WORK INSTRUCTION :: When you transcribe the lines below, keep every word the same and leave the pictures behind.

--------------------

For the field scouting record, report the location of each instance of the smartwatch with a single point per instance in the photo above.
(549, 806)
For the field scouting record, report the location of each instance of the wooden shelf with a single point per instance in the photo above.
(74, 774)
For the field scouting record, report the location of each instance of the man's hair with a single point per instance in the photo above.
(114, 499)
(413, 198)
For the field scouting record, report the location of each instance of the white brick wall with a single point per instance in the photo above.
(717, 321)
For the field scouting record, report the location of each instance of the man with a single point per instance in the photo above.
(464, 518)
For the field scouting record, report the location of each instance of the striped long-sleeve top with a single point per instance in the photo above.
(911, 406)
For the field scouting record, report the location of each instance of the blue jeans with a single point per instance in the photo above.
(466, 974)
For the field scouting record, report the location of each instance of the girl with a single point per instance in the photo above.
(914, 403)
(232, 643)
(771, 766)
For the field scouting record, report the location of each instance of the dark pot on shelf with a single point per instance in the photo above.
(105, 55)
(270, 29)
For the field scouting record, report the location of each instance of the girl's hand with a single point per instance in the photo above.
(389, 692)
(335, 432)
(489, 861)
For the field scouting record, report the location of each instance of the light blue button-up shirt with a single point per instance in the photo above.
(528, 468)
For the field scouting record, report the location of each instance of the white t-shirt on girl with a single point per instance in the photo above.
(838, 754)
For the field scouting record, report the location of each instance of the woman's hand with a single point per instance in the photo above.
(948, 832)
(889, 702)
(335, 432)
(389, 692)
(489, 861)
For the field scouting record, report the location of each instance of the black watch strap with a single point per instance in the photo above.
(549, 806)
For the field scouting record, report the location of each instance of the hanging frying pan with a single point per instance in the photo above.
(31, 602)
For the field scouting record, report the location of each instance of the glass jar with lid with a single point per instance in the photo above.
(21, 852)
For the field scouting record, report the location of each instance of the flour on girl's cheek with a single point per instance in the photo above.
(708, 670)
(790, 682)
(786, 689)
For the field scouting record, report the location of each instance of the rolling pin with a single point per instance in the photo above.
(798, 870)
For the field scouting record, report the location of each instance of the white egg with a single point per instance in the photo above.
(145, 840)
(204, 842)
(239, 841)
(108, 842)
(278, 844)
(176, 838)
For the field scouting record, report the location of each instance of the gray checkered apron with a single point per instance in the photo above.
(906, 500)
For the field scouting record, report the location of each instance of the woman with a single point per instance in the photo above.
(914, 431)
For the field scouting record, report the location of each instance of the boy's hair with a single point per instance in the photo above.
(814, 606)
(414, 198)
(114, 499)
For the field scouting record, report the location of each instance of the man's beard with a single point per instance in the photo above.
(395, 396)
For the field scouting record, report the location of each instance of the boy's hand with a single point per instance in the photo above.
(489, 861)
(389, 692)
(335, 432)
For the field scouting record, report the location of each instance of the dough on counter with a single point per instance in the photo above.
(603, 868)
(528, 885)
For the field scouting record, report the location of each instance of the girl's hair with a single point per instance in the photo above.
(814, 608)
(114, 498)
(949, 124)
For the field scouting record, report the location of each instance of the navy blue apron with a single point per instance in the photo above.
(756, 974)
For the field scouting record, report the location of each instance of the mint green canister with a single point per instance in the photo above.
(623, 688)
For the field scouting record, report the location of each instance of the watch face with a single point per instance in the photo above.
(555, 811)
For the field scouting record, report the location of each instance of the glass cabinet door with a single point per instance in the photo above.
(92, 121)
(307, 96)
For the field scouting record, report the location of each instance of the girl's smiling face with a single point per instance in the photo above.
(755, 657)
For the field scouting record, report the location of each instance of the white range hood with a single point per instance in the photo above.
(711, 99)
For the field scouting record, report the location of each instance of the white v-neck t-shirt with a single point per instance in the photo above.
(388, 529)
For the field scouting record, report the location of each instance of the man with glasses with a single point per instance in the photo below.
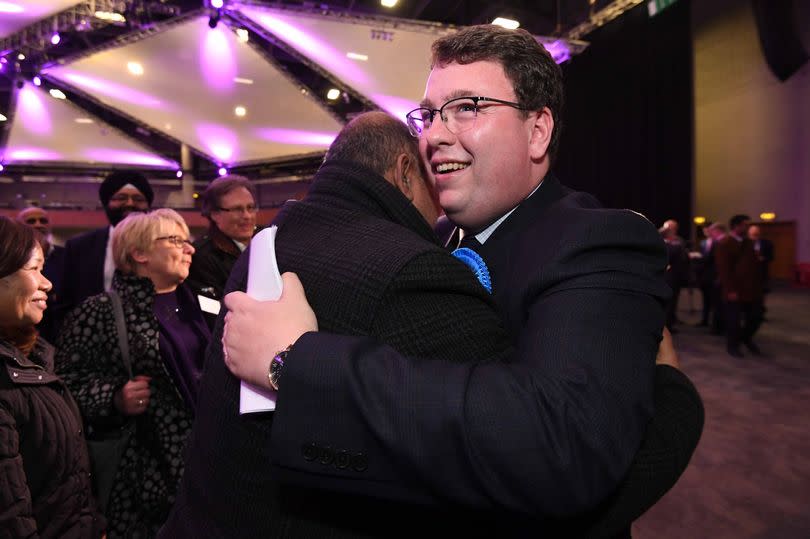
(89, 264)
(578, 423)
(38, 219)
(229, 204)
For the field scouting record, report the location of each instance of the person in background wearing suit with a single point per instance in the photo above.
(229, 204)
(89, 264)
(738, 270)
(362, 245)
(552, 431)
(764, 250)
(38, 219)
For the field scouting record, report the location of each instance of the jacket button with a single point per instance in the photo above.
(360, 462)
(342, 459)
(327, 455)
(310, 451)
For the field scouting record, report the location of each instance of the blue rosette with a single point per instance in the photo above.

--------------------

YOUR SOLUTION ::
For the field scouting record, report the location of each instance of the smartwatch with a single point per instance in the photo above.
(549, 806)
For the field scouting record, report the location of each instance of the wooden shelf with a single point per instance in the photo above.
(74, 774)
For the field scouting record, report the location of each instance of the man's hair with a single point per instance in the photo above.
(114, 499)
(413, 198)
For the field scouting record, report the location of each instance of the white brick wall with a single point per instance in the photo above.
(717, 321)
For the field scouting record, report the location of each instance of the man with a single point per instance in the photo above.
(464, 518)
For the field scouting record, report the location of each instance of the striped long-sleeve top with a single point per instance in the photo above.
(911, 406)
For the field scouting record, report the location of each instance of the blue jeans with a single point per instance in the photo above.
(466, 974)
For the field scouting record, report the location of each instance of the girl with a single point per instance in the photo above.
(914, 403)
(232, 643)
(771, 766)
For the field scouting record, report the location of each instance of the dark pot on shelf with a single point per instance in the photo above.
(105, 55)
(270, 29)
For the field scouting record, report the location of each instance of the girl's hand with a single point per instance in the photo above.
(389, 692)
(335, 432)
(489, 861)
For the field scouting record, report the location of each instance of the light blue button-up shirt with a single point per instance in the photo above.
(528, 468)
For the field scouting record, report the location of each instance of the white t-shirt on girl with a single point per instance in the photo above.
(838, 754)
For the field scouting record, report the location of each instance of the woman's hand with a single point per instance in the photo above.
(948, 832)
(889, 702)
(335, 432)
(389, 692)
(489, 861)
For the field scouting record, report the location of each instance of the black watch strap with a single point per instance in the photo above.
(549, 806)
For the field scouting record, report the location of each instance of the hanging frying pan with a single point per instance in the photo above.
(31, 602)
For the field scouting record, report the location of each instance of the glass jar with lid with a single point per instance in the photo above.
(21, 852)
For the field scouting record, report the location of each instance of the flour on girl's cheek with a single point per instance in the photo above.
(708, 670)
(790, 682)
(786, 689)
For the field scouting record, report the location of each instance of the rolling pin with a single point per instance in the photo above.
(798, 870)
For the field scouting record, report the location of each instance of the white egg with a single point per instance in the photo above.
(145, 840)
(204, 842)
(239, 841)
(108, 842)
(278, 844)
(176, 838)
For the field scouting record, report the location of each instance of the gray checkered apron with a single point per instance in the photo above.
(906, 500)
For the field scouting record, report the location of each instance of the woman with a single point per instance in the photo above.
(914, 431)
For the field scouting record, report the location of each instance of the boy's hair with a single point per instance in the photo above.
(814, 606)
(414, 198)
(114, 499)
For the field scouting record, report the location of each instance of the man's beard with a single point per instance in the photo above.
(395, 396)
For the field scouting record, report the location of each instance of the boy's hand with a single point per instance in the photo above.
(489, 861)
(389, 692)
(335, 432)
For the field scouting record, report the location of each instance of the dough on counter with a single point per instance in the photo above.
(603, 868)
(528, 885)
For the field scouting record, report the location of each instance of the girl's hair with a single point per instance in the photo above.
(814, 608)
(114, 498)
(949, 124)
For the field scouting record, report the location of each instance of the navy blue apron with a single point per instance in the photo above.
(756, 974)
For the field scouting record, report the location of each instance of the mint green canister with a single point per instance in the photo above.
(623, 688)
For the field scouting record, report the location of each instance of the watch face with a single point per instance in the photo above.
(555, 811)
For the field scouting record, report the location of each instance of the glass cabinet door with a single point per instance in the photo above.
(92, 121)
(307, 96)
For the field scouting record, report the location of each instance of the girl's smiling face with a single point per instance in the photo above.
(755, 657)
For the field scouting record, report the location of each instance of the white range hood with a single point per instance in the photo above.
(711, 99)
For the field scouting record, report the location of each instance of the white v-neck t-shirt with a single point per instance in the photo above.
(388, 529)
For the field scouting record, report the location of each instance of the man with glasses with a single point per instance in the photo below.
(89, 264)
(578, 423)
(38, 219)
(229, 204)
For the field scouting record, report the location of each instance of the person in background wearing suit with a single point per instance in the photo above.
(229, 204)
(89, 264)
(738, 270)
(362, 245)
(552, 431)
(764, 250)
(38, 219)
For the field scouting record, report the location of each instance of the jacket button with a single point per instance in the photo above.
(360, 462)
(342, 459)
(327, 455)
(310, 451)
For the field scouting record, report the location of each instance of the blue rosette with a single point per instance in the photo above.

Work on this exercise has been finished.